- [WORK TO DO]
Answer these questions using the court memorandum below:
(a) On what date did the plaintiffs start this action?
(b) In which country do both plaintiffs currently reside?
(c) Whose claims is the Clerk of Court directed to dismiss without prejudice?

- [TEXT EXTRACT]
--------
Opinion
18-cv-2535(KAM)(LB)
11-20-2018
Memorandum & Order MATSUMOTO, United States District Judge :
Ashik Islam, MD, and his father, Aminul Islam, MD, both currently residing in Bangladesh, commenced this pro se action on April 26, 2018, alleging violations of Ashik Islam's rights. The complaint names as defendants New York City Transit Authority ("NYC Transit Authority"), MTA New York City Transit (the "MTA"), the Visa Officer/Consular of the United States Embassy in Dhaka, Bangladesh (the "Visa Officer"), Professor Dr. Melisa ("Dr. Melisa"), Professor Tim Corkery ("Professor Corkery"), International Counselor Michelle Sabio ("Counselor Sabio"), Provost Panayiotis Meleties ("Provost Meleties"), and City University of New York - York College ("CUNY") (collectively, "defendants"). Plaintiffs have paid the requisite filing fee to bring this action. For the reasons discussed below, the Clerk of Court is directed to dismiss the claims of Aminul Islam from the action without prejudice. For the reasons discussed below, pro se plaintiff Ashik Islam's ("plaintiff") claims are dismissed in part.
--------
- [RECORDS PROVIDED]
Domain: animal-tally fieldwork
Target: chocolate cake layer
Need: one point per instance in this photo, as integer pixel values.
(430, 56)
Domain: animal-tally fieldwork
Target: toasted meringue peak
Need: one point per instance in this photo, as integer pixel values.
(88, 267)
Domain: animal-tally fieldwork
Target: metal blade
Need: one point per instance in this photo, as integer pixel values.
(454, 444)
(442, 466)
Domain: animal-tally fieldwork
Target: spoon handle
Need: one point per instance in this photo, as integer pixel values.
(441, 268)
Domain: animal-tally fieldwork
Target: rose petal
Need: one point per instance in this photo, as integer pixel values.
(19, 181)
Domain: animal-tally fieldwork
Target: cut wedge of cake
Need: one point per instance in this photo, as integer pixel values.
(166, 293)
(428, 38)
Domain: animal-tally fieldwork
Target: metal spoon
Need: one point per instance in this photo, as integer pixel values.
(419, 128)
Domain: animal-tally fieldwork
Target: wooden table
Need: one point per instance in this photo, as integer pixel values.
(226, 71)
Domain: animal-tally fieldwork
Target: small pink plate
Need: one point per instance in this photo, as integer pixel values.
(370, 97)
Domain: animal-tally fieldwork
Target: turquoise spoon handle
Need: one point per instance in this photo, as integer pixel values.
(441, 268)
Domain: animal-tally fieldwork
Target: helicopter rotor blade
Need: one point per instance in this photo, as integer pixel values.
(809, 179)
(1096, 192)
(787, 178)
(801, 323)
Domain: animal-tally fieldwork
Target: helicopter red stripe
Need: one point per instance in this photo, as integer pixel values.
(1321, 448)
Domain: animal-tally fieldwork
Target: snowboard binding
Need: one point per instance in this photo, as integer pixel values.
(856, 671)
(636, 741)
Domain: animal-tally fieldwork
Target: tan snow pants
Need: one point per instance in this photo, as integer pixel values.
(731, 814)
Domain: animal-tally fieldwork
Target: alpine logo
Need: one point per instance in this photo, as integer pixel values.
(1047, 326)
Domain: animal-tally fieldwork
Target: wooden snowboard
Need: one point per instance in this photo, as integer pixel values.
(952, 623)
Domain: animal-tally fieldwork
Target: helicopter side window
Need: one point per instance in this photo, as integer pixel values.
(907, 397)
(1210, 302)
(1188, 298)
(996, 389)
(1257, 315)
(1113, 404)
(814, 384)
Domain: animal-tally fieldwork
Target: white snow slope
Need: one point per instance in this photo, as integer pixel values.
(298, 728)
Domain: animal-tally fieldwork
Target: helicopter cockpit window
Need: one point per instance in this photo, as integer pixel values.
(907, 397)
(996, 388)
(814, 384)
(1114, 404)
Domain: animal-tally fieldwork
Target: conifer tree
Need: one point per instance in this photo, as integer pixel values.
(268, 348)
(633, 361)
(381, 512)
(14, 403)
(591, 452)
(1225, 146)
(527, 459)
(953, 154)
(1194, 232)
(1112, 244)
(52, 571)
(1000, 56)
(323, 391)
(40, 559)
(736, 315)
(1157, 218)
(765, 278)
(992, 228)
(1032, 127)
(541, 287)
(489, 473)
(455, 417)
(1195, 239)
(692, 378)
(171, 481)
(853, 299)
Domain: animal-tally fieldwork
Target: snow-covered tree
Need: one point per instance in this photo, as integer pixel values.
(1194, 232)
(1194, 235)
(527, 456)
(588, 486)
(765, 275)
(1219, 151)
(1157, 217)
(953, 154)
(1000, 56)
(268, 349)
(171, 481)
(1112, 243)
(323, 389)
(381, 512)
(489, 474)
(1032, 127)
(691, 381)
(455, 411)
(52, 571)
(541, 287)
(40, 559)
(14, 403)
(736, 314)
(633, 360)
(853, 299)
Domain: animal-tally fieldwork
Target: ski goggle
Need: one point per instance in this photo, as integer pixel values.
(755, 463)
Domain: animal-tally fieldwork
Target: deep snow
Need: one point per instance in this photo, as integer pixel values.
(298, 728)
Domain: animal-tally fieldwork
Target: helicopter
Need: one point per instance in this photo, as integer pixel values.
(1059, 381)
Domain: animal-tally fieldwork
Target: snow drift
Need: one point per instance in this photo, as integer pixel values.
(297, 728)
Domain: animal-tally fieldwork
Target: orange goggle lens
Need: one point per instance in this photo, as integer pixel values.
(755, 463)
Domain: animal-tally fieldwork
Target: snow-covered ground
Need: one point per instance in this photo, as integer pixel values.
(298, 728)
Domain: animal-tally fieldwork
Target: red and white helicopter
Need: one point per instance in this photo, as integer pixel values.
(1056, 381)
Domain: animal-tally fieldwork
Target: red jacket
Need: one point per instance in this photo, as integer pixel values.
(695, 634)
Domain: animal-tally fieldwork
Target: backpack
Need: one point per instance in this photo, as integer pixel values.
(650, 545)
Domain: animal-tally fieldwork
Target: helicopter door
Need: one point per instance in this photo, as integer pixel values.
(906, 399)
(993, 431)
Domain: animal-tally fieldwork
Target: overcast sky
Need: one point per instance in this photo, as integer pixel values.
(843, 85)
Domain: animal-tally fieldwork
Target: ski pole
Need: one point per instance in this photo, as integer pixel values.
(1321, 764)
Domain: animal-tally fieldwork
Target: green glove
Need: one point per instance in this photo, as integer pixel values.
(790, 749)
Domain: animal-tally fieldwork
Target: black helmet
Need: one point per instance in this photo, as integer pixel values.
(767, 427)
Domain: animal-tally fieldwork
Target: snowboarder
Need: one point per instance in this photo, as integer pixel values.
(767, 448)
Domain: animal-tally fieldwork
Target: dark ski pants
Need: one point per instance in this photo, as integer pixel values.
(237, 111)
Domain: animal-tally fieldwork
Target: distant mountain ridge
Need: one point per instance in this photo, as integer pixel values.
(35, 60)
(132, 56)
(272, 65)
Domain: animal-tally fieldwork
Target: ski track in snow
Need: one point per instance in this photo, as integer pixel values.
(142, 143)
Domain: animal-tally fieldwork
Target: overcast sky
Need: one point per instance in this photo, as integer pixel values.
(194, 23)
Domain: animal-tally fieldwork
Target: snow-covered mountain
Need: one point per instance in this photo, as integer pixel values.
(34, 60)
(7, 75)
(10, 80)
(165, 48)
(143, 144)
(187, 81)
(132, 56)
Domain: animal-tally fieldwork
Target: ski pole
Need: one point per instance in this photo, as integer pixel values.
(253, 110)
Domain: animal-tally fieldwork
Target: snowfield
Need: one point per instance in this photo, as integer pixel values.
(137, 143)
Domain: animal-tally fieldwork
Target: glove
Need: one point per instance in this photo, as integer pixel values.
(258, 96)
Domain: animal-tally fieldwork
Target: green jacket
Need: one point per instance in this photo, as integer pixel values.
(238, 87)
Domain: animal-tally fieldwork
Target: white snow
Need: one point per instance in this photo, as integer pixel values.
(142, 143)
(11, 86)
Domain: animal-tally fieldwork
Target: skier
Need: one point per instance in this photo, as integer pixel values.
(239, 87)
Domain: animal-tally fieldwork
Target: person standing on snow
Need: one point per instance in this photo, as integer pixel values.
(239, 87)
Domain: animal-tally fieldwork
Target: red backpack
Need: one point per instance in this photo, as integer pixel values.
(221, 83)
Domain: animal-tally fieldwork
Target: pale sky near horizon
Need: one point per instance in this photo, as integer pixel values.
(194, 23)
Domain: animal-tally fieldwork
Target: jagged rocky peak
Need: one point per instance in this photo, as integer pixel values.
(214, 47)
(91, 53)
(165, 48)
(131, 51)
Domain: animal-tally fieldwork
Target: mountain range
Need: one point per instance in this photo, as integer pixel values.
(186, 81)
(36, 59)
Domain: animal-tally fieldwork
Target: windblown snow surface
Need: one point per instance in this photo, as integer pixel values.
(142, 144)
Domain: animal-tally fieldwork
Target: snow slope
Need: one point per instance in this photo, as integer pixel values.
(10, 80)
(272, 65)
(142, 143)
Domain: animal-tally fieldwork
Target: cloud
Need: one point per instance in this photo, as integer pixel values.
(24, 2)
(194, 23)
--------
- [RESPONSE]
(a) April 26, 2018
(b) Bangladesh
(c) Aminul Islam's